══ TEXTABSCHNITT
Das Desinfektionsmittel entsteht in situ, das heißt genau dort, wo Keime bekämpft werden sollen, an der Oberfläche der mit entsprechendem Farbstoff ausgerüsteten Textilien. Im Gegensatz zur Wirkungsweise von Antibiotika, die jeweils an ganz spezifische metabolische Prozesse oder Zellbestandteile geknüpft ist, wirkt die PDI über unspezifische Oxidationsprozesse und ist darüber hinaus unabhängig von bereits vorhandenen Resistenzmechanismen.
Die Forschung zur Ausrüstung von Textilien auf Basis der PDI ist nicht neu, die bisherigen Versuche basieren jedoch vorwiegend auf kovalenten Kopplungsmechanismen oder eSpin-Verfahren. Beide Strategien haben den Nachteil, dass sie kostenintensiv und teilweise sehr aufwändig sind.
Textilveredelung
Die Funktionalisierung der textilen Trägermaterialien erfolgt über verschiedene konventionelle Textilveredlungsverfahren. Die zu färbenden Substrate z.B. aus Polyester (PES), kationisch färbbarem PES (PES+), Baumwolle (CO), Polyamid (PA) und weiteren, werden durch die Prozessschritte Waschen, Trocknen und Fixieren für die Weiterverarbeitung vorbehandelt. Dabei werden Avivagen, Präparationen und Verunreinigungen entfernt. Eine Stabilisierung der Textilstruktur erfolgt durch den Prozessschritt des Thermofixierens bzw. des Bleichens oder Mercerisierens bei CO-basierten Stoffen.
Als Färbeverfahren kann bspw. eine Imprägnierung im Foulardverfahren durchgeführt werden. Als PS wird TMPyP (Tetrakis(1-methylpyridinium-4-yl)porphyrin) in einem Bindersystem (Sera-Familie von DyStar Colours Distribution) mit weiteren Textilhilfsmitteln (nichtionogene synthetische Polymerdispersion) gelöst und mittels Färbefoulard auf das Trägermaterial aufgebracht. Überschüssiger Farbstoff wird über Walzen abgequetscht. Die Trocknung und Kondensation des gefärbten Materials wird an einer Spann-, Trocken- und Fixieranlage unter definierten Bedingungen durchgeführt. Zur Entfernung unfixierter Farbstoffrestmengen und zur Verbesserung der Gebrauchsechtheiten erfolgt im Anschluss ein kontinuierlicher Waschprozess mit anionischen Tensiden.
════
══ AUSZÜGE DER EINTRÄGE
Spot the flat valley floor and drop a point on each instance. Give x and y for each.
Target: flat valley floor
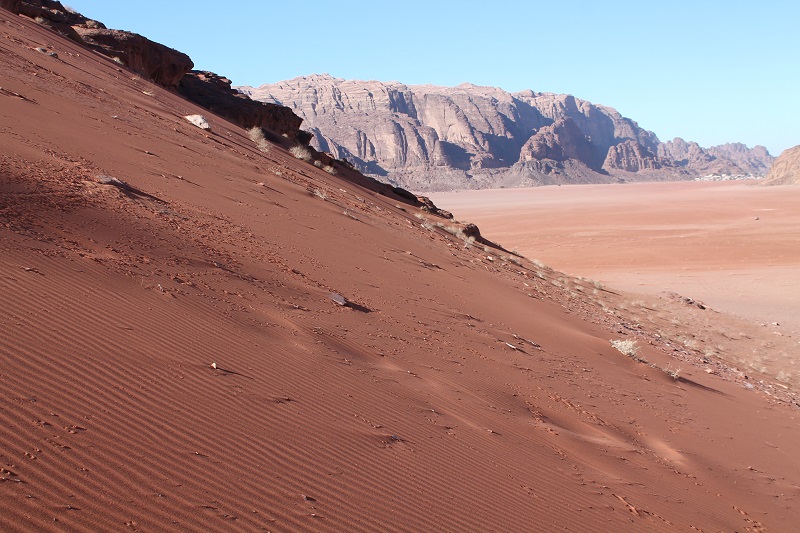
(735, 246)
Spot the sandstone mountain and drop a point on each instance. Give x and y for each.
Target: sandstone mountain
(437, 138)
(786, 169)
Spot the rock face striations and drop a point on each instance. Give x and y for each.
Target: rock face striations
(439, 138)
(786, 169)
(165, 66)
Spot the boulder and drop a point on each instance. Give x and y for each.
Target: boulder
(214, 93)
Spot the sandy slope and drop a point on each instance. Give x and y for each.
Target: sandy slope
(406, 411)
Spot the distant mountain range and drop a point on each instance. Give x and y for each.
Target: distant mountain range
(429, 138)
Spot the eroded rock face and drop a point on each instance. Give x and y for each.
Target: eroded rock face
(159, 63)
(631, 156)
(439, 138)
(786, 168)
(11, 5)
(215, 94)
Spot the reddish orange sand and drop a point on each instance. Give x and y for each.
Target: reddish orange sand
(457, 393)
(732, 245)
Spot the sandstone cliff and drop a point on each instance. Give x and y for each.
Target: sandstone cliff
(786, 168)
(437, 138)
(165, 66)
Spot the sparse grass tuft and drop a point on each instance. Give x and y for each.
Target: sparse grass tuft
(627, 347)
(256, 135)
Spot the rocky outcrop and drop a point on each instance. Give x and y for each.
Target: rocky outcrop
(786, 168)
(165, 66)
(215, 94)
(630, 156)
(11, 5)
(439, 138)
(558, 142)
(159, 63)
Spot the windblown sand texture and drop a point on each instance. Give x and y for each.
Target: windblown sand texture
(171, 359)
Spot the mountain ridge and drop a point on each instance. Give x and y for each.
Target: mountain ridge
(428, 137)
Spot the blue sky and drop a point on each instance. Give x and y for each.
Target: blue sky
(708, 71)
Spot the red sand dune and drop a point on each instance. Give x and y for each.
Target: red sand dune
(421, 407)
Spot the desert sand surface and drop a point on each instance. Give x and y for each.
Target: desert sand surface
(731, 244)
(171, 358)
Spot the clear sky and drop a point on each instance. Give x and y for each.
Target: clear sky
(710, 71)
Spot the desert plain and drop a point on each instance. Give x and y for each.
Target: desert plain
(174, 355)
(731, 244)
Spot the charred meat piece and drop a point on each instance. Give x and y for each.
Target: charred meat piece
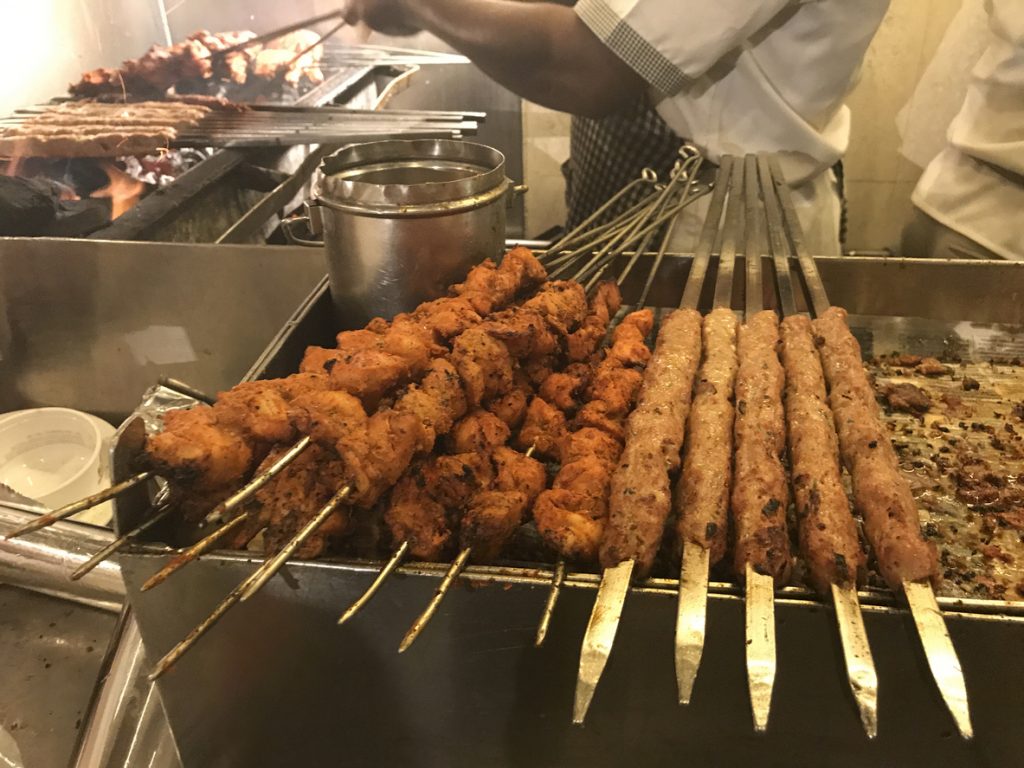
(194, 449)
(563, 387)
(880, 492)
(760, 487)
(828, 538)
(908, 398)
(583, 342)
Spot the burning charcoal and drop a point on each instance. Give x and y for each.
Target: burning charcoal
(931, 367)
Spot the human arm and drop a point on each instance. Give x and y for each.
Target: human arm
(542, 51)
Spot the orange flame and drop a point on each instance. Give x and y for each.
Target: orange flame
(123, 190)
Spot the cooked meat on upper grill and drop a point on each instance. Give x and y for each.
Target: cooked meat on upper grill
(701, 495)
(908, 398)
(562, 387)
(183, 64)
(828, 539)
(639, 501)
(760, 487)
(493, 516)
(511, 408)
(880, 492)
(483, 364)
(571, 516)
(563, 304)
(217, 446)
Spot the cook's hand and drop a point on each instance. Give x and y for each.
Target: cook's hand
(388, 16)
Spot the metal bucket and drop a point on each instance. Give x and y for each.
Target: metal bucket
(401, 220)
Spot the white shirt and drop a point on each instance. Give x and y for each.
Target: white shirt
(741, 76)
(976, 184)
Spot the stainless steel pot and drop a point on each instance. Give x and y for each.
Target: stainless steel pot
(401, 220)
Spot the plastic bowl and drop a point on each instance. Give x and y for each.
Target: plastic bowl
(51, 455)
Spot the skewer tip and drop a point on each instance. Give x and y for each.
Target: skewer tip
(420, 624)
(940, 653)
(760, 644)
(600, 635)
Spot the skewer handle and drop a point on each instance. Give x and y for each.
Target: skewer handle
(367, 596)
(760, 644)
(600, 635)
(691, 616)
(940, 652)
(857, 655)
(428, 613)
(80, 506)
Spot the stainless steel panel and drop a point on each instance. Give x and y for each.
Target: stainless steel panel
(51, 651)
(91, 324)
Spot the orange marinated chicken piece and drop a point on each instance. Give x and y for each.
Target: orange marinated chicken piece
(195, 450)
(543, 429)
(511, 408)
(590, 441)
(415, 517)
(480, 432)
(483, 364)
(570, 522)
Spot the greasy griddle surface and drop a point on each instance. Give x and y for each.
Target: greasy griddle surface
(964, 458)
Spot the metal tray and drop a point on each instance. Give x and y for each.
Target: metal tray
(278, 683)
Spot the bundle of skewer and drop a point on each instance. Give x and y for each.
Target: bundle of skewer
(465, 390)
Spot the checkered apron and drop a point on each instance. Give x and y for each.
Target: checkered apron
(607, 154)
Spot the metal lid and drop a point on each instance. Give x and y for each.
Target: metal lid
(412, 177)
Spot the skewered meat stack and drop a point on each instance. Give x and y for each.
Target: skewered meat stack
(880, 492)
(828, 540)
(640, 500)
(373, 455)
(701, 496)
(571, 516)
(206, 452)
(190, 62)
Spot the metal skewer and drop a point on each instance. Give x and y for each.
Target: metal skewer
(853, 636)
(932, 631)
(389, 566)
(760, 589)
(603, 625)
(692, 607)
(216, 515)
(686, 172)
(271, 566)
(442, 589)
(250, 585)
(120, 542)
(80, 506)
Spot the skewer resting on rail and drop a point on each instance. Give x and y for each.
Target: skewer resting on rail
(625, 549)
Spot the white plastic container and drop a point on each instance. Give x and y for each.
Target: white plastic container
(51, 455)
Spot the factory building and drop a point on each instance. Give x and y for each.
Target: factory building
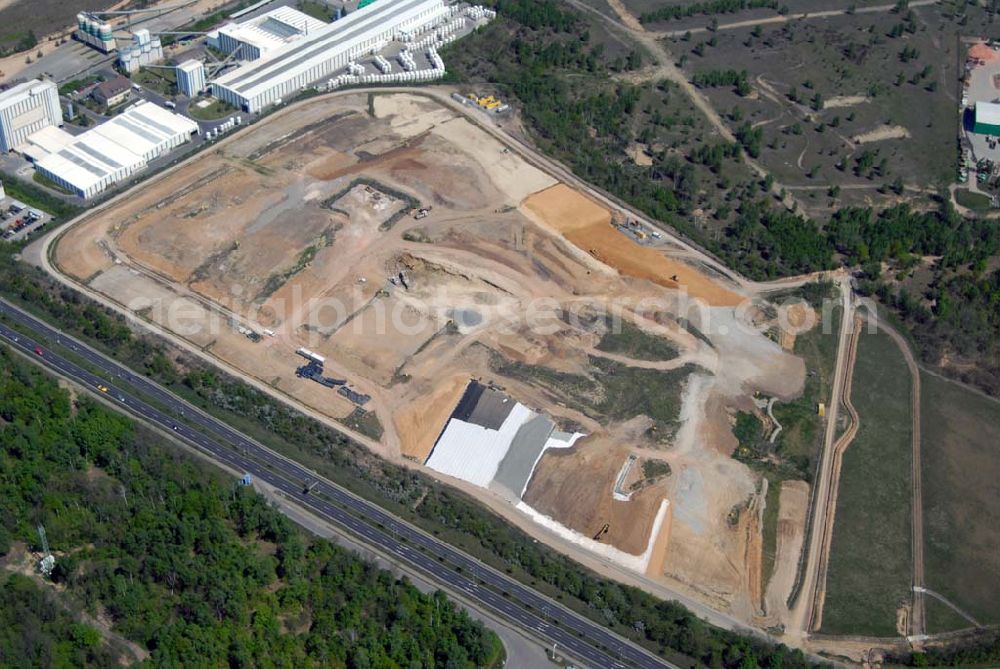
(191, 77)
(89, 163)
(987, 119)
(26, 109)
(95, 32)
(113, 92)
(144, 50)
(318, 55)
(264, 34)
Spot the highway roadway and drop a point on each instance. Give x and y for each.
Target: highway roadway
(492, 590)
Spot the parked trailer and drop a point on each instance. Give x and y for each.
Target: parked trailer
(309, 355)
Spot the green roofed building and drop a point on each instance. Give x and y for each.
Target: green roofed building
(987, 119)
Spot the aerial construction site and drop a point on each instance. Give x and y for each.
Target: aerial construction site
(386, 261)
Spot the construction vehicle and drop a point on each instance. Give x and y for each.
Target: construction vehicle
(602, 532)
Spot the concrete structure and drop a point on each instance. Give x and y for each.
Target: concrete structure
(987, 119)
(495, 442)
(266, 33)
(144, 50)
(113, 92)
(191, 77)
(26, 109)
(49, 139)
(95, 32)
(116, 150)
(320, 54)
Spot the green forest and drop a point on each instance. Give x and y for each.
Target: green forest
(183, 562)
(549, 58)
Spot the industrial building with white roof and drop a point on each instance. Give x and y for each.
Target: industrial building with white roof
(321, 53)
(26, 109)
(265, 33)
(111, 152)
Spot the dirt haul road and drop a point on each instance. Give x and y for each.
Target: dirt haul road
(918, 616)
(823, 559)
(800, 617)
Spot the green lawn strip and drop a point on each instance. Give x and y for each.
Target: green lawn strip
(960, 431)
(770, 530)
(942, 618)
(627, 339)
(870, 559)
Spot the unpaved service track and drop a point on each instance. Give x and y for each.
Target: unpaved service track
(918, 614)
(801, 615)
(838, 457)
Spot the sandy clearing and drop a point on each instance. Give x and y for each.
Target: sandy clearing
(637, 152)
(419, 423)
(515, 178)
(574, 486)
(587, 225)
(658, 555)
(844, 101)
(638, 562)
(880, 134)
(410, 115)
(793, 502)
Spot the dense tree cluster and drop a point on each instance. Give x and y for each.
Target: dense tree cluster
(36, 631)
(188, 565)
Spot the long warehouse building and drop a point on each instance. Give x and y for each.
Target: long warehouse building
(319, 55)
(25, 109)
(87, 164)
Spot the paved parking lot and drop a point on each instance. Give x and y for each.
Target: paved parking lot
(17, 220)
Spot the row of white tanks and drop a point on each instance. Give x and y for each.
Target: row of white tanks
(391, 77)
(95, 32)
(224, 128)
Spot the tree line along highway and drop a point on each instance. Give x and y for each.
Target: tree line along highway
(490, 589)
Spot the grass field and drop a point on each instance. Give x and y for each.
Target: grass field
(862, 85)
(974, 201)
(942, 618)
(870, 561)
(961, 488)
(633, 342)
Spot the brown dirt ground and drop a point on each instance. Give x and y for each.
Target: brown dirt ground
(587, 225)
(420, 424)
(793, 502)
(176, 241)
(577, 489)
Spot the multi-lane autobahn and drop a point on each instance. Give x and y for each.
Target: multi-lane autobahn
(490, 589)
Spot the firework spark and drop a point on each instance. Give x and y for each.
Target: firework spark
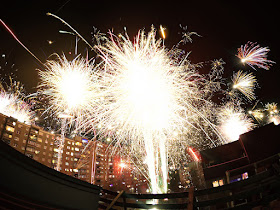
════
ARBEITSAUFTRAG =>
Womit erfolgt laut dem Textabschnitt zur Textilveredelung der kontinuierliche Waschprozess im Anschluss an Trocknung und Kondensation?

LÖSUNG =>
Mit anionischen Tensiden.